In an interview with Inside INdiana Business, IBRC Senior Demographer Matt Kinghorn said the low number of new residents can be largely attributed to a small rate of natural population increase.
“That’s is really just the difference between the number of births and the number of deaths,” Kinghorn said. “We are in an extended period of very low fertility rates in Indiana, and that hasn’t changed. And so the number of births in the state is really low.”
Indiana saw only 1,204 more births than deaths last year. Comparatively, 24 states had a natural decrease in 2022, meaning deaths outnumbered births.
Kinghorn said the number of deaths in Indiana is largely due to the ongoing impact of the COVID-19 pandemic in the state. However, he noted the analysis looked at population estimates from July 2021 to June 2022.
“So when we think back to last winter, we were still had really a lot of COVID related deaths,” he said. “And so thankfully, we haven’t seen a repeat of that this winter. So hopefully, we’ll start to see the the natural increase of the population start to trend up now.”
With the state’s natural increase as low as it was, the IBRC said Indiana’s population gains were fueled mostly by a strong net in-migration of more than 20,720 residents.
The study said 55 of Indiana’s 92 counties posted a population gain in 2022. Hamilton County had the largest increase at 2.1%, followed by Ohio County at 2.0%, Hendricks County at 1.7%, and Boone and Switzerland counties at 1.6% each.
Kinghorn noted there are hopeful signs that the state is seeing a better distribution of population growth. He said one of the most notable findings is that five of the 16 fastest-growing counties in Indiana are rural counties.
“When we group rural Indiana all together, rural Indiana grew last year,” he said. “Whereas if we look in the past decade, rural Indiana as a whole was declining. So I think that that is very hopeful news. I think that we’re seeing some some better distribution of population growth. I hope that that can be a long running trend and not just a blip right now.”
Meanwhile, Marion County had the largest population decline in the state for the second consecutive year. The state’s most populous county lost about 2,180 residents, or about 0.2%. LaPorte County had the second-largest decline at 811 residents, followed by Vanderburgh, Monroe and Miami counties.
The analysis also showed when compared to large metro areas in neighboring state’s, the Indianapolis metropolitan area’s growth rate of 0.6% trailed only Columbus, Ohio, which grew 0.7%.

··········

■ Task brief ■
From the text on Indiana's population change:
1. How many more births than deaths did Indiana have last year?
2. Which county posted the largest population increase in 2022, and by what percentage?
3. About how many residents did Marion County lose?
You won't need the records that follow.

■ Data listing ■
··········

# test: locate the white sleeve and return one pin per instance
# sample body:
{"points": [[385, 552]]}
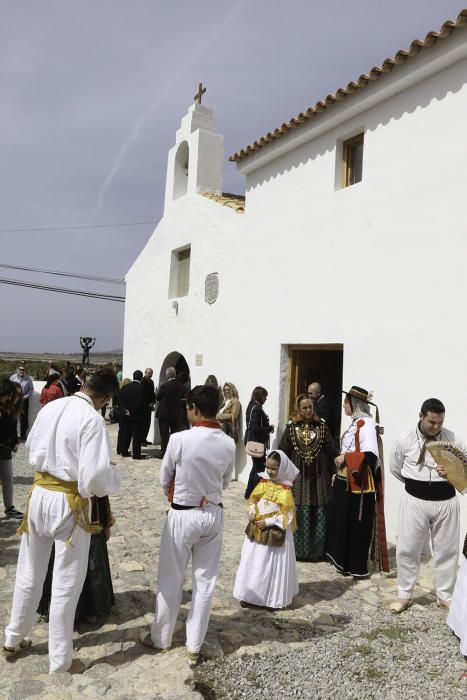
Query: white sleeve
{"points": [[96, 475], [276, 520], [228, 472], [368, 439], [396, 460], [168, 465]]}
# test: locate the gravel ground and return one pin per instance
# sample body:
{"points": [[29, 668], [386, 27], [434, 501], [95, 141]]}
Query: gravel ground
{"points": [[391, 658]]}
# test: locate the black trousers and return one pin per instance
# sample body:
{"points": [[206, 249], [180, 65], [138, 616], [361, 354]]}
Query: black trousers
{"points": [[253, 479], [130, 431], [166, 429], [24, 420]]}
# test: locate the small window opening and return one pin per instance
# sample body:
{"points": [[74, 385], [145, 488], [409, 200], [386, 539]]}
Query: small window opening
{"points": [[352, 161], [179, 283]]}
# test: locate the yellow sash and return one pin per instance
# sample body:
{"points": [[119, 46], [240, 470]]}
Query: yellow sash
{"points": [[79, 506]]}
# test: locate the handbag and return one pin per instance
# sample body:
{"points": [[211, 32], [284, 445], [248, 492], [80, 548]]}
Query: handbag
{"points": [[252, 448], [271, 536]]}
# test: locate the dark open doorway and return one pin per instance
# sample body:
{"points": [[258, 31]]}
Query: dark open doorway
{"points": [[322, 364]]}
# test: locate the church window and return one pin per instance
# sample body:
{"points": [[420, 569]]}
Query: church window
{"points": [[179, 283], [352, 160], [182, 159]]}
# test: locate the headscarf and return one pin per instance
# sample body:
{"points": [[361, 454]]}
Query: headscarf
{"points": [[287, 473]]}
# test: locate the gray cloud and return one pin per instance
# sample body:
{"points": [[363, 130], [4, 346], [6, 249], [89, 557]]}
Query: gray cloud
{"points": [[93, 92]]}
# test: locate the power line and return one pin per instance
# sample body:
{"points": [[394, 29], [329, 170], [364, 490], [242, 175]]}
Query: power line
{"points": [[110, 280], [63, 290], [74, 228]]}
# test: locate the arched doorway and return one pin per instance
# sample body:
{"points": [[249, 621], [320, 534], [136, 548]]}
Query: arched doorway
{"points": [[177, 360]]}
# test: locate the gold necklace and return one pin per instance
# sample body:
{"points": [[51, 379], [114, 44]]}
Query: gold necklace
{"points": [[307, 440]]}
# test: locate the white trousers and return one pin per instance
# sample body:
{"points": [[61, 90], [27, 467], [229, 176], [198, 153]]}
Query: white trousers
{"points": [[417, 520], [50, 520], [196, 533]]}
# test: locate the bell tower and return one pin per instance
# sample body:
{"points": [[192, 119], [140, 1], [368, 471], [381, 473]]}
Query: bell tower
{"points": [[195, 162]]}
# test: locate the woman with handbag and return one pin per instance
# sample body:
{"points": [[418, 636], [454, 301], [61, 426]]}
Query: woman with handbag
{"points": [[309, 444], [229, 413], [267, 574], [352, 512], [256, 435]]}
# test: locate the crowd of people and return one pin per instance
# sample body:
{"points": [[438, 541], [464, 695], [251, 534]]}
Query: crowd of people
{"points": [[307, 500]]}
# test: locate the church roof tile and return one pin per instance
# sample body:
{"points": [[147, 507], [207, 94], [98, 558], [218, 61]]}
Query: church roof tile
{"points": [[234, 201], [374, 74]]}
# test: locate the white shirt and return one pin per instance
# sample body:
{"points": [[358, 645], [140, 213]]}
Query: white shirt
{"points": [[367, 436], [406, 452], [69, 440], [202, 460]]}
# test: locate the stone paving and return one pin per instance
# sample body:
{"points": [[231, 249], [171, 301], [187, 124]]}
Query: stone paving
{"points": [[118, 665]]}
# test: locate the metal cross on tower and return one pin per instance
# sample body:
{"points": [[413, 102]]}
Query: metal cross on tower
{"points": [[200, 93]]}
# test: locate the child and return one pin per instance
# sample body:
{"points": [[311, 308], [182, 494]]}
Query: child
{"points": [[267, 575]]}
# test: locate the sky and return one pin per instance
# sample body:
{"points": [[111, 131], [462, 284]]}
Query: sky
{"points": [[92, 95]]}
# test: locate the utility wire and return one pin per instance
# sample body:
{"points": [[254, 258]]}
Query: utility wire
{"points": [[110, 280], [74, 228], [62, 290]]}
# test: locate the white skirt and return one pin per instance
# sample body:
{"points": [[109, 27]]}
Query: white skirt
{"points": [[457, 617], [267, 576]]}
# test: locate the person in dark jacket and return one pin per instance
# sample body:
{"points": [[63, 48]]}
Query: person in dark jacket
{"points": [[169, 412], [149, 400], [132, 406], [321, 404], [257, 430], [10, 409]]}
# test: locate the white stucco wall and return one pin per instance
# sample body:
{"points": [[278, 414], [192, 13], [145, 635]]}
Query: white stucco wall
{"points": [[379, 267]]}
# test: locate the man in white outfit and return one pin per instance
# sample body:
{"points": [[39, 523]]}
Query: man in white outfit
{"points": [[70, 451], [428, 506], [197, 466]]}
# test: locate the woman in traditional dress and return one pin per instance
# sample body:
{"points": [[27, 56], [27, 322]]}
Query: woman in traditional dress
{"points": [[309, 444], [97, 596], [258, 430], [229, 413], [352, 511], [267, 575]]}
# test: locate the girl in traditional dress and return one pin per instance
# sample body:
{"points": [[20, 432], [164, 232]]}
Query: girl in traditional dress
{"points": [[352, 511], [267, 575], [309, 444]]}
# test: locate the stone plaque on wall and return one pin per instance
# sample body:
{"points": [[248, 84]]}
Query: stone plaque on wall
{"points": [[211, 288]]}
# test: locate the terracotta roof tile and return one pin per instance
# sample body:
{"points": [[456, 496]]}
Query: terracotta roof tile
{"points": [[374, 74], [234, 201]]}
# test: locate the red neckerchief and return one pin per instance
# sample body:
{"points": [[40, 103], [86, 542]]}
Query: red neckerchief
{"points": [[205, 423], [284, 486]]}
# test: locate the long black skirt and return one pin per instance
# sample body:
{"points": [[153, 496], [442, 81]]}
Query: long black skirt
{"points": [[350, 529], [97, 596]]}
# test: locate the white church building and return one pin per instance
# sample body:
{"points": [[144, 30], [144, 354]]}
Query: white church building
{"points": [[344, 263]]}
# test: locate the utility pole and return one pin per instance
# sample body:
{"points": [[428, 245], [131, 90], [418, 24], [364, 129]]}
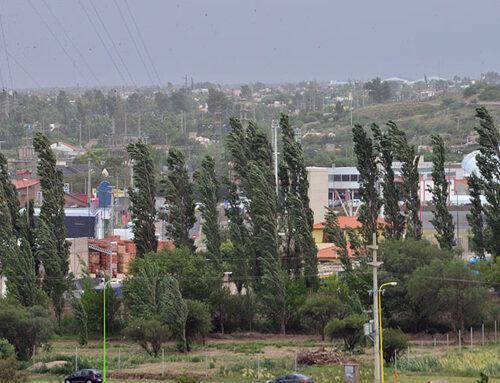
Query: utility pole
{"points": [[275, 126], [376, 340]]}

··········

■ Response below ■
1. 1,204
2. Hamilton County, at 2.1%
3. About 2,180